----- Document excerpt -----

OpenFedLLM - Training Large Language Models through Federated Learning on Decentralized Data

OpenFedLLM: Collaborative Learning for Large Language Models

OpenFedLLM is a pioneering open-source project designed to facilitate the training of Large Language Models (LLMs) using federated learning, a decentralized approach that respects data privacy. This project provides a comprehensive toolkit for researchers and developers interested in harnessing the power of federated learning to train LLMs more effectively and ethically.

Key Features

OpenFedLLM includes several advanced features to support a range of learning and evaluation needs:

Federated Learning Algorithms: The project supports seven different federated learning algorithms, including widely-used methodologies like FedAvg, FedProx, and SCAFFOLD. These algorithms are central to enabling multiple devices to contribute to model training while keeping their data private.

-----

- [What to do]
1. From the OpenFedLLM overview, reproduce the passage that begins with the words containing "OpenFedLLM is a" and ends with "their data private.".
2. Answer these questions using the OpenFedLLM overview:
(a) What kind of project is OpenFedLLM described as?
(b) What does the project provide for researchers and developers?
(c) How many federated learning algorithms does the project support?

----- Extracted information -----

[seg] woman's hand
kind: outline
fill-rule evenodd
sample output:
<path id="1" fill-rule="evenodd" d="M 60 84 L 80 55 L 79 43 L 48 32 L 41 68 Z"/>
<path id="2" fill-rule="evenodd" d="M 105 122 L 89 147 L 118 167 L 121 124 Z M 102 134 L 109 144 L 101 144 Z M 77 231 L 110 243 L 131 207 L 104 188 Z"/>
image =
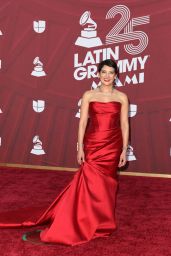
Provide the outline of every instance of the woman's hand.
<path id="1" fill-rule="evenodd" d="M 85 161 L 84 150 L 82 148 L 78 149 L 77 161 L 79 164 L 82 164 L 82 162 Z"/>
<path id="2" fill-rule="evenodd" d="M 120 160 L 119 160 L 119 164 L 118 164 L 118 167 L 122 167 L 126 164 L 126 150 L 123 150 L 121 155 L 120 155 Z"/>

-----
----- Extracted information -----

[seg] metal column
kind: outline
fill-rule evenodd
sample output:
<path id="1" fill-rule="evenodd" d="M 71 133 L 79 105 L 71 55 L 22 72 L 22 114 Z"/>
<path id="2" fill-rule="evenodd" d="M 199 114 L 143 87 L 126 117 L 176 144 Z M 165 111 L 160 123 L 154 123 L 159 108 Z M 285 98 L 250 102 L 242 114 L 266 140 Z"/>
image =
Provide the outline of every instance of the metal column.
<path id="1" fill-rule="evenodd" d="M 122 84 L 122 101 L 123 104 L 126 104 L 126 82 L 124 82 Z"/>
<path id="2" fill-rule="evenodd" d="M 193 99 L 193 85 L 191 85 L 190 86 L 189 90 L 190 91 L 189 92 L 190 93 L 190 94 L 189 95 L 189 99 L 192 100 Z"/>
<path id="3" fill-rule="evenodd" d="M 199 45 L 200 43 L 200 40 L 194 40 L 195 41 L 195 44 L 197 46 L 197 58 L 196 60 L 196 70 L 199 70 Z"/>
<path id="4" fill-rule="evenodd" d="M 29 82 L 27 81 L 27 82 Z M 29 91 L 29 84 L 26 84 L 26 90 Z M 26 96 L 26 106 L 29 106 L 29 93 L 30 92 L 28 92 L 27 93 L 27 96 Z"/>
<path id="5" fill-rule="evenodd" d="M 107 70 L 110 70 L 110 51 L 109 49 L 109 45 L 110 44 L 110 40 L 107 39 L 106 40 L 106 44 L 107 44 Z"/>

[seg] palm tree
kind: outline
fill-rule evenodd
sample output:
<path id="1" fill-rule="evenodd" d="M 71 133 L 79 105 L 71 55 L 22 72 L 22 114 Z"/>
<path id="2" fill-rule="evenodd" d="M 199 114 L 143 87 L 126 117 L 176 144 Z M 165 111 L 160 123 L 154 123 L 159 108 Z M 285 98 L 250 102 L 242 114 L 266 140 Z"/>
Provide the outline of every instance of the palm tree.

-----
----- Extracted information -----

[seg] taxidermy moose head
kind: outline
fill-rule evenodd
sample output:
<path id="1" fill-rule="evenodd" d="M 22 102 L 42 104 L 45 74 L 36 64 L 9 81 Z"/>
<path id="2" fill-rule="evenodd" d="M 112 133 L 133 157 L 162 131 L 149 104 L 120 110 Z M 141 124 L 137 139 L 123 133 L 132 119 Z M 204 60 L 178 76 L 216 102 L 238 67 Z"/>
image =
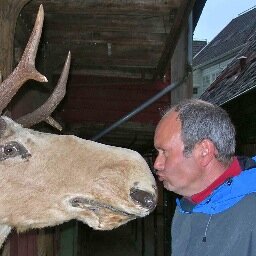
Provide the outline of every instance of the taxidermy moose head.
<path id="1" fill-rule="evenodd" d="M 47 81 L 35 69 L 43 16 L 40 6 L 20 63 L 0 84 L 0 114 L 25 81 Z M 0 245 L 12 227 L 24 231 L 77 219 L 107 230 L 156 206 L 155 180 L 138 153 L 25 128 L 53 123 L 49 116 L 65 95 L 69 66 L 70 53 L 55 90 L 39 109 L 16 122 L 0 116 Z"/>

-----

- [Exercise results]
1.
OpenFedLLM is a pioneering open-source project designed to facilitate the training of Large Language Models (LLMs) using federated learning, a decentralized approach that respects data privacy. This project provides a comprehensive toolkit for researchers and developers interested in harnessing the power of federated learning to train LLMs more effectively and ethically.

Key Features

OpenFedLLM includes several advanced features to support a range of learning and evaluation needs:

Federated Learning Algorithms: The project supports seven different federated learning algorithms, including widely-used methodologies like FedAvg, FedProx, and SCAFFOLD. These algorithms are central to enabling multiple devices to contribute to model training while keeping their data private.

2.
(a) A pioneering open-source project
(b) A comprehensive toolkit
(c) Seven